• [VORLIEGENDER AUSZUG]:
>>>>
Die Tatsache, dass der Coach im Skype-Coaching, wenn auch nicht immer auf Westentaschenformat, so aber doch zumindest auf Bildschirmgröße schrumpft, wurde von allen Teilnehmern der Studie als ein signifikanter Unterschied zum Präsenz-Coaching empfunden. Licoppe und Morel (2012) prägen den Ausdruck „talking heads arrangement“ (Sprechende-Köpfe-Set-up), um den Standard-Modus einer Video-Kommunikation zu beschreiben, wo beide Teilnehmer auf dem Bildschirm in die Kamera schauen. Diese reduzierte Wahrnehmung hat Implikationen für die „Kommunikationsbandbreite“ (Bohannon et al., 2013, S. 137), die für die Coaching-Interaktion zur Verfügung steht: In einem nicht physischen Meeting sind die Sinneskanäle des Fühlens und Riechens per se ausgeschlossen. Der rigide Set-up der Video-Begegnung reduziert zudem auch die Variabilität von Blick, Gestik und Haltung, die integrale Bestandteile des sichtbaren Verhaltens sind (Whittaker & O’Conaill, 1997).
<<<<
• [DAS MATERIAL]:
>>>>
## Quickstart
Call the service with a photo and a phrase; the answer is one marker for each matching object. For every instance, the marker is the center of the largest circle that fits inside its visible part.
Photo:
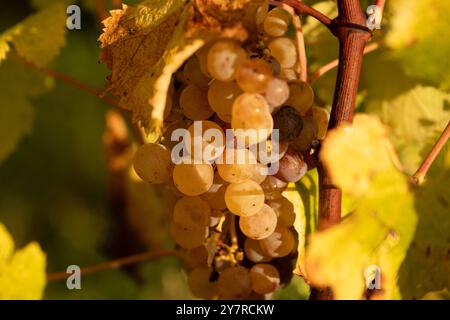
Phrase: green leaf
(417, 30)
(16, 112)
(39, 37)
(427, 265)
(380, 229)
(415, 118)
(22, 273)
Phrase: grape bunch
(231, 218)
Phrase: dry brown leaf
(144, 45)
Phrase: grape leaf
(38, 38)
(16, 112)
(144, 45)
(380, 229)
(427, 265)
(416, 118)
(416, 32)
(22, 273)
(294, 197)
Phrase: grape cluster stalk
(231, 218)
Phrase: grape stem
(118, 263)
(100, 9)
(303, 8)
(333, 64)
(419, 177)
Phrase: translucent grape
(301, 97)
(197, 257)
(216, 194)
(237, 165)
(223, 57)
(188, 238)
(258, 173)
(193, 179)
(202, 55)
(216, 215)
(279, 244)
(277, 93)
(284, 209)
(307, 135)
(252, 116)
(265, 278)
(205, 145)
(193, 73)
(221, 96)
(234, 283)
(245, 198)
(272, 187)
(194, 102)
(260, 225)
(152, 163)
(288, 74)
(254, 75)
(284, 50)
(253, 251)
(200, 284)
(291, 167)
(261, 12)
(276, 22)
(191, 212)
(321, 117)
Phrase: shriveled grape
(234, 283)
(265, 278)
(245, 198)
(152, 163)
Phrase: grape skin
(223, 58)
(200, 284)
(188, 238)
(284, 209)
(191, 212)
(279, 244)
(234, 283)
(251, 114)
(254, 75)
(265, 278)
(193, 179)
(245, 198)
(253, 251)
(260, 225)
(152, 163)
(194, 102)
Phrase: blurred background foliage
(54, 187)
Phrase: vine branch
(333, 64)
(303, 8)
(420, 174)
(117, 263)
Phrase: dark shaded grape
(289, 123)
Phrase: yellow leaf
(38, 38)
(144, 45)
(22, 273)
(380, 229)
(361, 155)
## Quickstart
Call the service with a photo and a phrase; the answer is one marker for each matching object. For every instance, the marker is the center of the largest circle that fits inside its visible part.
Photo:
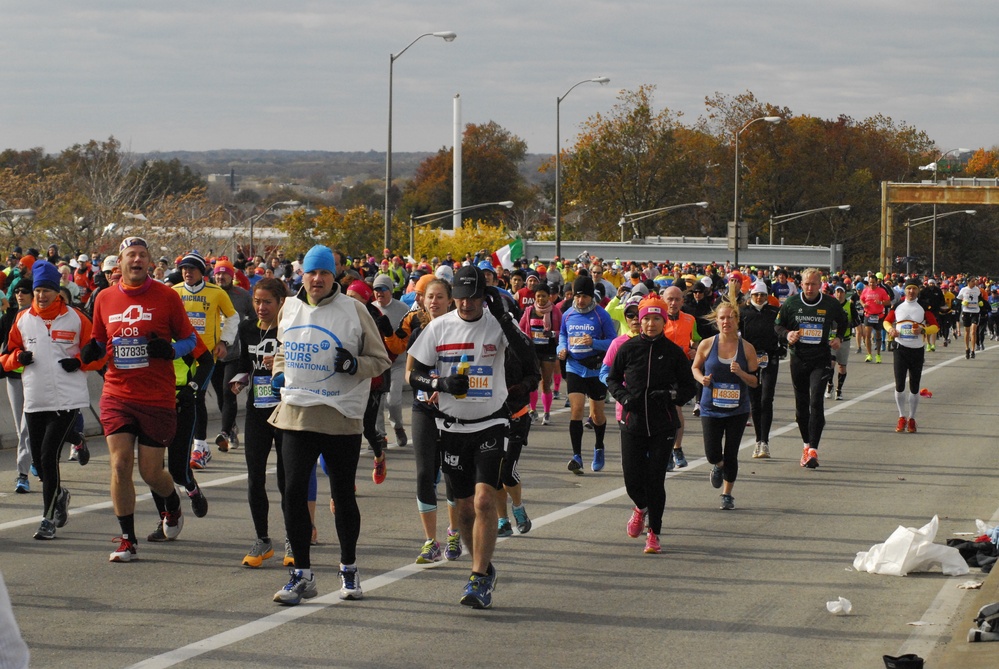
<<<<
• [AUFGABE A]: Fasse den Auszug über Skype-Coaching in zwei Sätzen zusammen.
• [AUFGABE B]: Nenne alle Quellenangaben, die im Auszug über Skype-Coaching zitiert werden, jeweils mit Autoren und Jahr.
• [AUFGABE C]: Schreibe den Auszug über Skype-Coaching im Anschluss an seinen letzten Satz weiter.

• [ERGEBNIS A]: Alle Teilnehmer der Studie empfanden es als deutlichen Unterschied zum Präsenz-Coaching, dass der Coach im Skype-Coaching auf Bildschirmgröße schrumpft, was Licoppe und Morel als „talking heads arrangement“ bezeichnen. Diese reduzierte Wahrnehmung schränkt die verfügbare Kommunikationsbandbreite ein, da Fühlen und Riechen ausgeschlossen sind und der starre Set-up zudem die Variabilität von Blick, Gestik und Haltung verringert.

• [ERGEBNIS B]:
- Licoppe und Morel (2012)
- Bohannon et al. (2013)
- Whittaker & O’Conaill (1997)

• [ERGEBNIS C]:
Viele Teilnehmer berichteten, dass Skype-Coaching ihre Auswahl an Coaches vergrößert habe, da die geographische Entfernung keine Rolle spielt: „Ich habe lieber einen Profi über Skype als jemanden mit geringeren Fähigkeiten persönlich. Erst kommt die Qualität, dann das Medium.“ Mehrere Studienteilnehmer arbeiteten mit Coaches in anderen Ländern oder sogar Kontinenten. In diesem Sinne macht Video-Coaching den Coaching-Raum sicher größer als je zuvor. Doch die räumliche Begrenzung des Computerbildschirms bringt für einige Befragten auch einen Aspekt der Enge mit sich. Andere wiederum erlebten ein besonderes Gefühl der Freiheit, weil sie nicht mit einer anderen Person im selben Raum waren. Die physische Trennung führte einerseits zu Irritation und Verwirrung: „Ich wusste nicht mehr, in wessen Raum ich jetzt eigentlich bin. “ Andererseits erwuchs für einen Klienten ein besonderes Gefühl der Intimität daraus, in den Raum des Coachs „eingeladen“ zu werden.
Offensichtlich hängt die jeweilige Kontextualisierung der Interaktion im virtuellen Raum sehr von den Erwartungen und Vorerfahrungen der Beteiligten ab, woraus sich für den Coach eine Reihe von Gestaltungsmöglichkeiten ergibt.
Mit wachsender Breitbandabdeckung und der kontinuierlichen Weiterentwicklung von HD-Technologie wird der Einsatz von Video-Technologien im Coaching weiter zunehmen. Die Ergebnisse der vorliegenden Studie können Coaches, die mit Hilfe einer Webcam arbeiten, helfen, die Gestaltung ihrer Klientenbeziehung besser auf die Spezifika des Mediums einzustellen. Dies gilt auch für Führungskräfte mit virtuellen Teams und für Personaler, die in ihren Organisationen video-gestützte Coaching- und Mentoring-Systeme aufbauen. Insbesondere drei Aspekte lassen sich aus den Studienergebnissen als relevant für die Gestaltung der virtuellen Coach-Klienten-Beziehung ableiten.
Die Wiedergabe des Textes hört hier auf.